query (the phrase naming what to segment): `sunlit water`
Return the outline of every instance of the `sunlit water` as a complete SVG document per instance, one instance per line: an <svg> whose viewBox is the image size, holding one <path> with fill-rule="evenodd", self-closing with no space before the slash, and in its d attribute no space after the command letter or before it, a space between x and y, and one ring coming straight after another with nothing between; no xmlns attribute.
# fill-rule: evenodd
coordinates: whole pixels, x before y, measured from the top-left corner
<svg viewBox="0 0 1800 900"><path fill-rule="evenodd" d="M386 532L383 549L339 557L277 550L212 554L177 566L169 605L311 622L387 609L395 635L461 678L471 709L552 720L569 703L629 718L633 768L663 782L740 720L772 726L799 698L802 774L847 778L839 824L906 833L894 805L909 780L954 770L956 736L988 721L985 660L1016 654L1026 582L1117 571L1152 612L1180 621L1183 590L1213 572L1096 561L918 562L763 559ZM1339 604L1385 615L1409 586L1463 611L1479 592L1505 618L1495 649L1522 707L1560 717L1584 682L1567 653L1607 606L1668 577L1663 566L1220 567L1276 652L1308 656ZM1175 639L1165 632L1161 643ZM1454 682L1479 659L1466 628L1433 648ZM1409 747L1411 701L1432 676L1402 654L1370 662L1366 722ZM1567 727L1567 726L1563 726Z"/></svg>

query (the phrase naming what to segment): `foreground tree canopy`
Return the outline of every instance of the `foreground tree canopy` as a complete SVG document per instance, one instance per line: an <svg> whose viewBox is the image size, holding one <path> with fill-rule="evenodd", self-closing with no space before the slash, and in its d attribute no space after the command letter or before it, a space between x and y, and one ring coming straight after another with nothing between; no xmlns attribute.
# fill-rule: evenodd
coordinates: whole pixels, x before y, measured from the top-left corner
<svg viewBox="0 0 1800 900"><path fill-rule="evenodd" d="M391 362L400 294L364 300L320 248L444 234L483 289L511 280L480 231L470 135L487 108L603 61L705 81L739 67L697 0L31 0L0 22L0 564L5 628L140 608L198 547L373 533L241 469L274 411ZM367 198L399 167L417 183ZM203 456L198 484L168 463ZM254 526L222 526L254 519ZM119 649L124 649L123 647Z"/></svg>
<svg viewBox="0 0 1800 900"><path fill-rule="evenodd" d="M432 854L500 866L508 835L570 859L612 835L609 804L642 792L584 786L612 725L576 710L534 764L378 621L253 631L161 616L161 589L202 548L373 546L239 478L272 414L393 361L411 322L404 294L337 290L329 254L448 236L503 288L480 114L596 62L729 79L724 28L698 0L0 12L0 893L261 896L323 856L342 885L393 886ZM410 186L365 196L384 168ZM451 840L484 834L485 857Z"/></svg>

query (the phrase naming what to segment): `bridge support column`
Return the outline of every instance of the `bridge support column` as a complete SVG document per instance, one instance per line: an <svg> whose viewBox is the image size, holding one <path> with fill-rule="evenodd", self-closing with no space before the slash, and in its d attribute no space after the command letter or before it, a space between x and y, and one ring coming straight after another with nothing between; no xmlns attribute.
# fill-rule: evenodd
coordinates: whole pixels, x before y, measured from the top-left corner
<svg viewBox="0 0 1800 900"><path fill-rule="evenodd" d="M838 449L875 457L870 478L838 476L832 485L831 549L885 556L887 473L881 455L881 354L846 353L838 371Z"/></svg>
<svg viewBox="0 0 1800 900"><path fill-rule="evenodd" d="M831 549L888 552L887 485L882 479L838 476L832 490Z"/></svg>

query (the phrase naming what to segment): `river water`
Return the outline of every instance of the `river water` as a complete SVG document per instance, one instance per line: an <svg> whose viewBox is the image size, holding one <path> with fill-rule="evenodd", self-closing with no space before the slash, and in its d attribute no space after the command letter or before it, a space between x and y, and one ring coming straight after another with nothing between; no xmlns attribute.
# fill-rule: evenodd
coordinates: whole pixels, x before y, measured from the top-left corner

* * * * * * *

◆ **YOUR INSTRUCTIONS**
Only a number is expected here: the tally of lines above that contain "instance". Please write nothing more.

◆ **SOLUTION TO THIS TASK**
4